Adianto aos possíveis
leitores que sou fã do Leandro Karnal. Neste último domingo, em sua crônica
para o Estadão, ele escreve sobre a velhice.
Logo de início, a citação de Espinosa merece destaque:
“Sou o meu corpo. Não existem duas instâncias
separadas, mas uma só. Meu corpo não contém o meu ser, ele é o que sou. [...]
Velhice é a consciência do limite da matéria.”
Freud, em seu magnífico trabalho O ego e o Id (1923), vai
mais além e reafirma:
“O ego é, primeiro e acima de tudo, um ego
corporal; não é simplesmente uma entidade de superfície, mas é, ele próprio, a
projeção de uma superfície.” [...] “O ego é aquela parte do Id que foi
modificada pela influência direta do mundo externo.”
Nota de rodapé autorizada por Freud é mais explícita:
“Isto é, o ego em última análise deriva das sensações corporais, principalmente
das que se originam da superfície do corpo. Ele pode ser assim encarado como
uma projeção mental da superfície do corpo, além de representar as superfícies
do aparelho mental.”

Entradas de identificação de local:
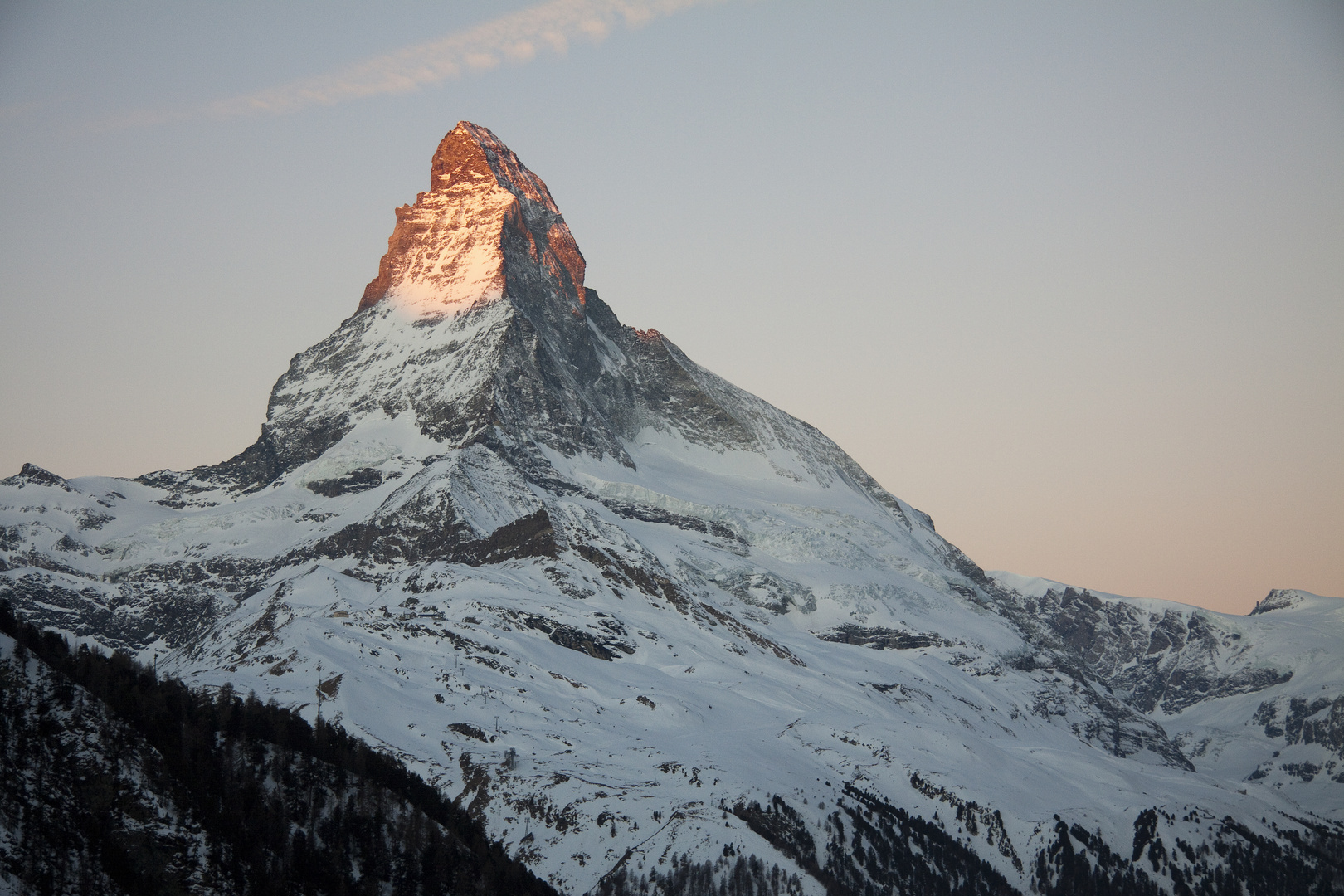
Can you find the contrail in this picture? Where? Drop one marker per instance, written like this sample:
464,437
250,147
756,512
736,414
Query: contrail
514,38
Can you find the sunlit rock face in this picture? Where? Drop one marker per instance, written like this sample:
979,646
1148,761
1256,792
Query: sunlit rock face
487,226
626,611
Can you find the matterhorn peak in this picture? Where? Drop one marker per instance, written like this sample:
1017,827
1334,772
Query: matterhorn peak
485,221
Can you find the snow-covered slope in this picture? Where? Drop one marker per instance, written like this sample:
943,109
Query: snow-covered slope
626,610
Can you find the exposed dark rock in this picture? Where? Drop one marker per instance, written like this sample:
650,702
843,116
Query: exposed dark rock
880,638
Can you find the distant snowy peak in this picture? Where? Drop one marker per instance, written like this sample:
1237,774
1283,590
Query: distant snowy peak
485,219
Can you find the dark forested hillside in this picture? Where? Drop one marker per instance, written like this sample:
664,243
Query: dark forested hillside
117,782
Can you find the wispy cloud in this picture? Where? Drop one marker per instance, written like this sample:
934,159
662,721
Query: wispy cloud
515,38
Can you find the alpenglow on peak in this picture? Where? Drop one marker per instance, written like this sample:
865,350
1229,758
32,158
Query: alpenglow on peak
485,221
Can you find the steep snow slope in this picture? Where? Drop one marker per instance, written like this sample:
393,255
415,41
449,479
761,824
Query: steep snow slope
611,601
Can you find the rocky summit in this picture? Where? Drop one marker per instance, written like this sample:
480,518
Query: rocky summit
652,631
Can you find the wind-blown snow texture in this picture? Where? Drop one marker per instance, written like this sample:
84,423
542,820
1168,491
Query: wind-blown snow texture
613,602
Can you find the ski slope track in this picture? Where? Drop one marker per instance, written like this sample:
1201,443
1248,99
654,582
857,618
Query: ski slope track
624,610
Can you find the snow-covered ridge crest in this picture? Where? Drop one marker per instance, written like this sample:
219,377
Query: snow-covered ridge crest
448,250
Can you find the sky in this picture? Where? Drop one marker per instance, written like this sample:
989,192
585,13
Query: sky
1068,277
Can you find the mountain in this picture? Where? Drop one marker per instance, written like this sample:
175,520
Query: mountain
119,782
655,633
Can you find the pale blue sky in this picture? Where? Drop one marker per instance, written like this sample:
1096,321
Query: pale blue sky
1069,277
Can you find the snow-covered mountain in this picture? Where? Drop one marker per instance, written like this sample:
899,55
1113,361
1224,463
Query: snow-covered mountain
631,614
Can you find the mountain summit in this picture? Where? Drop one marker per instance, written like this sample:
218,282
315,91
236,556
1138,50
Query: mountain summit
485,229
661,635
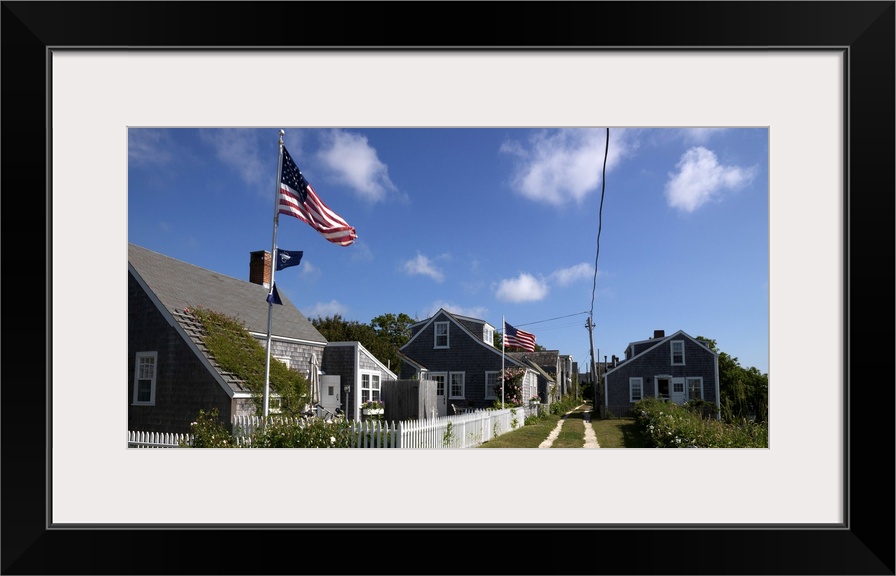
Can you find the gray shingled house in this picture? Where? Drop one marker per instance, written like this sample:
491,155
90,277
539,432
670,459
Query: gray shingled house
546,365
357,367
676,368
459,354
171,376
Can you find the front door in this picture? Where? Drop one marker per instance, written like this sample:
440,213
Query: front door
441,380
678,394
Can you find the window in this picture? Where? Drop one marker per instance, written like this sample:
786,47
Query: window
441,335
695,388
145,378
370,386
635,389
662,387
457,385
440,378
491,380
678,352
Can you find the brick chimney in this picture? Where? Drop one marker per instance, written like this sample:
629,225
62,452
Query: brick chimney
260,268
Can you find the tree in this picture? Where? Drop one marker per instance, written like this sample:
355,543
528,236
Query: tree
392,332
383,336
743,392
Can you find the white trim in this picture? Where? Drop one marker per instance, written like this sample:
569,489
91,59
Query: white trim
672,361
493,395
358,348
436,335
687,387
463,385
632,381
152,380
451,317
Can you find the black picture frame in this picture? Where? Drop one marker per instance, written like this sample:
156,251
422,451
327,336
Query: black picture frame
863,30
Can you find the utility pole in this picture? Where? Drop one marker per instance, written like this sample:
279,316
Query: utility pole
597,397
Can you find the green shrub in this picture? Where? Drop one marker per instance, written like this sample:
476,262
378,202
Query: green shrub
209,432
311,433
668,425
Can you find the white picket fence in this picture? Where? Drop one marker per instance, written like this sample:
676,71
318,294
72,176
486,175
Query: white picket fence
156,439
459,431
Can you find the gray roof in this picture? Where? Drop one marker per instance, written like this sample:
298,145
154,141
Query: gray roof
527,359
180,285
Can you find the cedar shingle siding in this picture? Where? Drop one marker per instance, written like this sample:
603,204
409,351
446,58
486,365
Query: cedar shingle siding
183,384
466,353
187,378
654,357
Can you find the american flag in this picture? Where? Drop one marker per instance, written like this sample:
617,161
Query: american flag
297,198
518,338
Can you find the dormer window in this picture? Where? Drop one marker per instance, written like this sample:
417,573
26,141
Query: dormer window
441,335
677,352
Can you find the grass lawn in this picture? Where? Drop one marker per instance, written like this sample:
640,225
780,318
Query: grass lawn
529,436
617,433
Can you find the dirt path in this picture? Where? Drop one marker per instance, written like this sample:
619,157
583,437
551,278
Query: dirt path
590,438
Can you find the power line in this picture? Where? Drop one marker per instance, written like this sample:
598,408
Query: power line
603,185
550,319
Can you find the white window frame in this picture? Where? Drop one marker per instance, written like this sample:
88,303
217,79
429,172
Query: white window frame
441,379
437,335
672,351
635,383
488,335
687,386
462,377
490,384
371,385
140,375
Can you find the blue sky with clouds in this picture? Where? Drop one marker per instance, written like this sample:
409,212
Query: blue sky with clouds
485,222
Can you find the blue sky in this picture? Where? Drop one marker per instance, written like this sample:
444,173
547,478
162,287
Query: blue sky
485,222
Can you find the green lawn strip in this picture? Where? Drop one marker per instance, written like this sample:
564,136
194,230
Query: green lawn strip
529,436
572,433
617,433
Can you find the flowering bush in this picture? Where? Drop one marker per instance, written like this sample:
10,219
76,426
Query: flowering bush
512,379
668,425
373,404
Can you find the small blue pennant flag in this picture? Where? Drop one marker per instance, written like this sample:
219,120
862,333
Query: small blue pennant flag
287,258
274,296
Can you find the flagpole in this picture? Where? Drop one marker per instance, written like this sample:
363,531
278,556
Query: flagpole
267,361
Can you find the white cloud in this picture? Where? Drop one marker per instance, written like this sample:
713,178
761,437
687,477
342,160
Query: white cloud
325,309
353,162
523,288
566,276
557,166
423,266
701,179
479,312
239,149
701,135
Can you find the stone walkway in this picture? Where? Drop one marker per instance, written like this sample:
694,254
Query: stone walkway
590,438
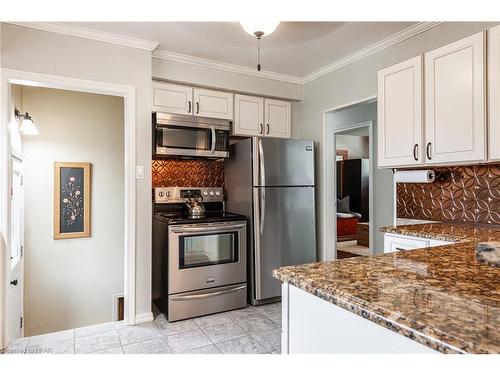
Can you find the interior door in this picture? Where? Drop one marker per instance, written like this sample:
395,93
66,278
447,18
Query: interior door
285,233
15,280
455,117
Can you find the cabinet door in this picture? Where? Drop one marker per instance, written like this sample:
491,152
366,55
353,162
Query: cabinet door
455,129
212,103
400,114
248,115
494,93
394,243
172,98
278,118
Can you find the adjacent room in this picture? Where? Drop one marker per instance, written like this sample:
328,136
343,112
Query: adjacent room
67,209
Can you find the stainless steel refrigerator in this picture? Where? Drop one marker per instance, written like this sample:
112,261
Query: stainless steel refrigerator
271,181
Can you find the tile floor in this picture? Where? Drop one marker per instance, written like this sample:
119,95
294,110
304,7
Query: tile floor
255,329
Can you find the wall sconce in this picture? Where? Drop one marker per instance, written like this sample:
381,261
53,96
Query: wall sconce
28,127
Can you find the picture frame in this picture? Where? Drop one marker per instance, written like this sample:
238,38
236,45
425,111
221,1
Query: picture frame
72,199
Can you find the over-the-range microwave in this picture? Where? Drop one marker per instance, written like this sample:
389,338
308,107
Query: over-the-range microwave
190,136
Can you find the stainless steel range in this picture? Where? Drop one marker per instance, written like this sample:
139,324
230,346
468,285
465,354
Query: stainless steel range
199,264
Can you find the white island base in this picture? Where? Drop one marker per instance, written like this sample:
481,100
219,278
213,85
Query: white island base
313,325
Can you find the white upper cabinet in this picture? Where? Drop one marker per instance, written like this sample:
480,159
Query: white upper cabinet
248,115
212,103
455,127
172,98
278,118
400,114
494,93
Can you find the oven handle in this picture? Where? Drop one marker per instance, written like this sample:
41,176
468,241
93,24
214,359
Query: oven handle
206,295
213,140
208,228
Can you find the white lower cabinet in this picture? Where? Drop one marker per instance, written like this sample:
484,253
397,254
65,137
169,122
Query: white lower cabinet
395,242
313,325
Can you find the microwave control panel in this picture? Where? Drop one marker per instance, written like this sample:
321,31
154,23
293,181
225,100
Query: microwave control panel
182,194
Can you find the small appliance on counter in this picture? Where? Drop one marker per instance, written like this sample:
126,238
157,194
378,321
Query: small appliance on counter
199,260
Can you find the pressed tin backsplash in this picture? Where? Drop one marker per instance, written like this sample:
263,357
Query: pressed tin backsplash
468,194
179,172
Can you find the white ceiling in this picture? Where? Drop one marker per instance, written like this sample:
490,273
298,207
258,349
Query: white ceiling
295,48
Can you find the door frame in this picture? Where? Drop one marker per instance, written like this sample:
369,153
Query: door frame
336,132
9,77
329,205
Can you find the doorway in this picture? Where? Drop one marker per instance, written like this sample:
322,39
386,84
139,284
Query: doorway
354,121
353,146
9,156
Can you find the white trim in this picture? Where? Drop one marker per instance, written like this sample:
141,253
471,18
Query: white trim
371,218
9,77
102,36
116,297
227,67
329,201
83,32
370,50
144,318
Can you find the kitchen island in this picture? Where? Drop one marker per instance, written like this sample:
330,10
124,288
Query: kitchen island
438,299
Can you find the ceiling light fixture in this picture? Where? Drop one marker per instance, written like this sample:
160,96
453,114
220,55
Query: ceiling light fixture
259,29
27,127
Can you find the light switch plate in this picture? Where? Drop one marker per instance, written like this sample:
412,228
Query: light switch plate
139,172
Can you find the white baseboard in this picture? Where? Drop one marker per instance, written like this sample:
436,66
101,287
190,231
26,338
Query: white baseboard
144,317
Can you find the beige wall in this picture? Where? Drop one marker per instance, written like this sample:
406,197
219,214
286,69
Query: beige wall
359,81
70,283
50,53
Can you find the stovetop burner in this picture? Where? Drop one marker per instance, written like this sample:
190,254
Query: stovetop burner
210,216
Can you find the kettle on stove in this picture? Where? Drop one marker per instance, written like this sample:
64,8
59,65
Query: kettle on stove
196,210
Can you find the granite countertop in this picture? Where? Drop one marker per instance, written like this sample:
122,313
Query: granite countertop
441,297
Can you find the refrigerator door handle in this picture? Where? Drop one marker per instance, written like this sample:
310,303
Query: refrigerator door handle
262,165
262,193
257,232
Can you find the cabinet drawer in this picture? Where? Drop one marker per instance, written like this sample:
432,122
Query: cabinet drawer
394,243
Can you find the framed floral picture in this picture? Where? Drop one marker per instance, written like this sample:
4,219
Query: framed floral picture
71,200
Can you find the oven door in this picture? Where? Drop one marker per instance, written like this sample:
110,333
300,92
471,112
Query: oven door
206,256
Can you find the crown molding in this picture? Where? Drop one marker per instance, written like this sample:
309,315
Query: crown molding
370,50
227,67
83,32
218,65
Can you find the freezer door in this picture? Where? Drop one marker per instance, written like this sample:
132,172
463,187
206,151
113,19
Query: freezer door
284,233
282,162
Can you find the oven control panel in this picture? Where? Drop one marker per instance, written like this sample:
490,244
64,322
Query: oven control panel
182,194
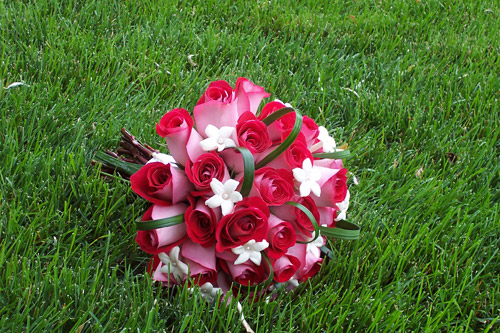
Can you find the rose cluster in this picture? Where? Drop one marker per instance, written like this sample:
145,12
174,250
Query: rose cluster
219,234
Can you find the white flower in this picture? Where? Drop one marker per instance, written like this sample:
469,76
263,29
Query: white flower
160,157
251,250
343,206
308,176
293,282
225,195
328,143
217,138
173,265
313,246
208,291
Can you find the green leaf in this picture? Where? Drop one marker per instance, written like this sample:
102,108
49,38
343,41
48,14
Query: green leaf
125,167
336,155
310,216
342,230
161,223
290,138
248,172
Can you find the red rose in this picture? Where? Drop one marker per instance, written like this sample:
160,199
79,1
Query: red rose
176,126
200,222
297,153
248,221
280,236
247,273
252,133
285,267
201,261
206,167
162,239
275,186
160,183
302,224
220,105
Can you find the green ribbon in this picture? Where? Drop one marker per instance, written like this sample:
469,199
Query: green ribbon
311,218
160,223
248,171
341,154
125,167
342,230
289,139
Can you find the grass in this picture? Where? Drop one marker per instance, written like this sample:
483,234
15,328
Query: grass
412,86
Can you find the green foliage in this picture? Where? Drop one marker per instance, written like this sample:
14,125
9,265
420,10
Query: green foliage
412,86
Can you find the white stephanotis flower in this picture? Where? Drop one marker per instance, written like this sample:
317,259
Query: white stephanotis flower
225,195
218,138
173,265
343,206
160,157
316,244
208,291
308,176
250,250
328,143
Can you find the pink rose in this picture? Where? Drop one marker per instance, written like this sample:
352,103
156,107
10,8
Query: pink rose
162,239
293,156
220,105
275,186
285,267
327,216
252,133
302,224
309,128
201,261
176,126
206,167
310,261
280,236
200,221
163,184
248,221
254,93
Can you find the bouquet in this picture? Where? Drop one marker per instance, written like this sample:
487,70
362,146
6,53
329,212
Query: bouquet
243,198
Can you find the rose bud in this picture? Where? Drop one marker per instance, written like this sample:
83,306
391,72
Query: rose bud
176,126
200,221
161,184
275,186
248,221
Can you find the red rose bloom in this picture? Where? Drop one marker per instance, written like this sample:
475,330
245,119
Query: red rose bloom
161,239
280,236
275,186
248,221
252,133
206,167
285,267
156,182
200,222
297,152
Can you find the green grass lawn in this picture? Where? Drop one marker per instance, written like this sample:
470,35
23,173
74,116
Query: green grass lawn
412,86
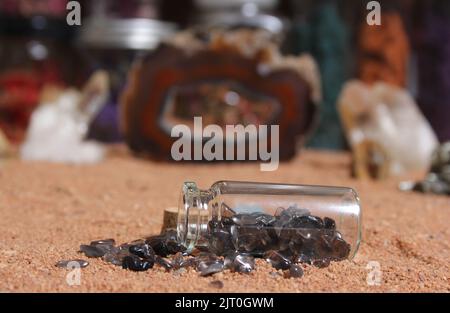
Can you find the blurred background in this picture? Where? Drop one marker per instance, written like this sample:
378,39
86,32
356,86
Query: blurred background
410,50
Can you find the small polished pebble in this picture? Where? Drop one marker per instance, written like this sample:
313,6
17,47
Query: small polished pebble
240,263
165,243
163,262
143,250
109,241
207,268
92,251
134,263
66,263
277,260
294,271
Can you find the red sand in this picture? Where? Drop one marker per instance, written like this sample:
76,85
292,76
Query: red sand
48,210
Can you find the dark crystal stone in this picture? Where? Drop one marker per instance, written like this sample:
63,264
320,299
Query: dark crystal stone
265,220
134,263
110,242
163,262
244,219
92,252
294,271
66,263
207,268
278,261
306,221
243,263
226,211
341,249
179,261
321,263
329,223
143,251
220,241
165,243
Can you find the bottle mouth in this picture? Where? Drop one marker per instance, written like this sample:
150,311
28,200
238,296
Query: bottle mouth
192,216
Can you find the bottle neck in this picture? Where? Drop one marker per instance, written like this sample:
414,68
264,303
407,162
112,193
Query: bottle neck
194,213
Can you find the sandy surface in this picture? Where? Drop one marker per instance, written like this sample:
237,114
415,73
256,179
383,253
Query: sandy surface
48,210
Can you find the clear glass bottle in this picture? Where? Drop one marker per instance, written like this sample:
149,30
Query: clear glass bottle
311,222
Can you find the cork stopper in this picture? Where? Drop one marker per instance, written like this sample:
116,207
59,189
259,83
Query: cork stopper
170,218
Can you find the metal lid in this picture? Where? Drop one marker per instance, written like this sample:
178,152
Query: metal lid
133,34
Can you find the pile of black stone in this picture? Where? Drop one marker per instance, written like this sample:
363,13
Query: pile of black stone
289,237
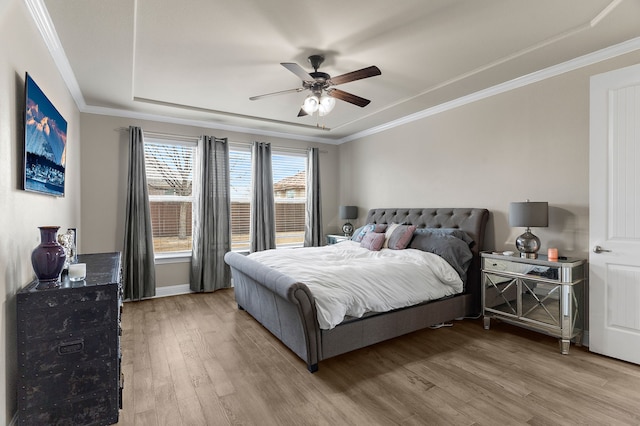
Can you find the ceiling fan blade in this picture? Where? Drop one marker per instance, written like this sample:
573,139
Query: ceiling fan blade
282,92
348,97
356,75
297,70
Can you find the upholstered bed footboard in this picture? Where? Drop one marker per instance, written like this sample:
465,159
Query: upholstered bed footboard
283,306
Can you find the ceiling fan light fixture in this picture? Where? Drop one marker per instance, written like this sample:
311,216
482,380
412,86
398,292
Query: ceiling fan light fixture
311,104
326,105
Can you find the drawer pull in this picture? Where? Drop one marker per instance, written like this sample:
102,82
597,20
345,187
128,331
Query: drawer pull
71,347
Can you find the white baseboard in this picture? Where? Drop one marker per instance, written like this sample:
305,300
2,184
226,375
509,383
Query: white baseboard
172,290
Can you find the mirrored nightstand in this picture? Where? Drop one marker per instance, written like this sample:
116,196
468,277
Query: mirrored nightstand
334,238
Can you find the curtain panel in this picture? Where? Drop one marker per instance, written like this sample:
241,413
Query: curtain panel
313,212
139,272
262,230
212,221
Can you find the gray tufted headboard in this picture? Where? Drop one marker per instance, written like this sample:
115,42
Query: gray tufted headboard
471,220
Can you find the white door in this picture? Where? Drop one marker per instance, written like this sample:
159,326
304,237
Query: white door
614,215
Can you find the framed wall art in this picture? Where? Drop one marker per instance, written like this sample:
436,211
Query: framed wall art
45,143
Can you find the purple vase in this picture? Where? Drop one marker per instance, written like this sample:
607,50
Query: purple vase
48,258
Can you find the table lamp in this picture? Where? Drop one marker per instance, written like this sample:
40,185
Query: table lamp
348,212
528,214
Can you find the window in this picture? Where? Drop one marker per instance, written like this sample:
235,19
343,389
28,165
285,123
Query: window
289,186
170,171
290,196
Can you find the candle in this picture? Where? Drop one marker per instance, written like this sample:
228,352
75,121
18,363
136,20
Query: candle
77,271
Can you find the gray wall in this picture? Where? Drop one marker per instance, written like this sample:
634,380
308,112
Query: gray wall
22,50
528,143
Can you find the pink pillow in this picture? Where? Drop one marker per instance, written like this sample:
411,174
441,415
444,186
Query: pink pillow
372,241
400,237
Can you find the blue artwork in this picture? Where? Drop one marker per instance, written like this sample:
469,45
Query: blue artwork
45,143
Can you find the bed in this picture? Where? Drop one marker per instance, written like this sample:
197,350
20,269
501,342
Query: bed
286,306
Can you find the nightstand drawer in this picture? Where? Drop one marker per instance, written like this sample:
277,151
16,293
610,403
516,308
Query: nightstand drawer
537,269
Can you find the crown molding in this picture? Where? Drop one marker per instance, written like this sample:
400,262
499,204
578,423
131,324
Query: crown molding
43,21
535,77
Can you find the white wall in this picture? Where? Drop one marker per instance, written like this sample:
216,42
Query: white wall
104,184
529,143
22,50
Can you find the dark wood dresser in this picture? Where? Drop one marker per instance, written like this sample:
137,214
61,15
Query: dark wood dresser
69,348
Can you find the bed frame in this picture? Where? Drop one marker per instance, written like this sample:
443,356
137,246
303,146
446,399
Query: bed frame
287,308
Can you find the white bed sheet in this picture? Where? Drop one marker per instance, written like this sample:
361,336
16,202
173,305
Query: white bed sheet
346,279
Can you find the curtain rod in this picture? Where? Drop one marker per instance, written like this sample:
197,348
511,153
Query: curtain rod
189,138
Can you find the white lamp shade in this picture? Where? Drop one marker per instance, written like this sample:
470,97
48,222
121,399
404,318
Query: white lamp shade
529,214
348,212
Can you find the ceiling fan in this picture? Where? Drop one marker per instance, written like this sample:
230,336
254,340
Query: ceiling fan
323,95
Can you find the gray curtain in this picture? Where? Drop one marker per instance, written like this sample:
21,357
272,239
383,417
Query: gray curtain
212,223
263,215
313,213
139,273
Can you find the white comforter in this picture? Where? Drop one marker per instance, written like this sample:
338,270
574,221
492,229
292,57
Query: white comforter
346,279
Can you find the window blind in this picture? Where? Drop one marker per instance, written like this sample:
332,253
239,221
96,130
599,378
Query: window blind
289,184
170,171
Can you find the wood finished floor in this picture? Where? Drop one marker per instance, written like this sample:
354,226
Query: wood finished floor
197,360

> [Exercícios]
- a) Liste todas as pessoas citadas pelo nome no artigo.
- b) Segundo o artigo, para qual jornal Leandro Karnal escreveu a crônica sobre a velhice?
Baseie-se somente no artigo.

> [Respostas]
- a) Leandro Karnal, Espinosa, Freud

- b) Para o Estadão.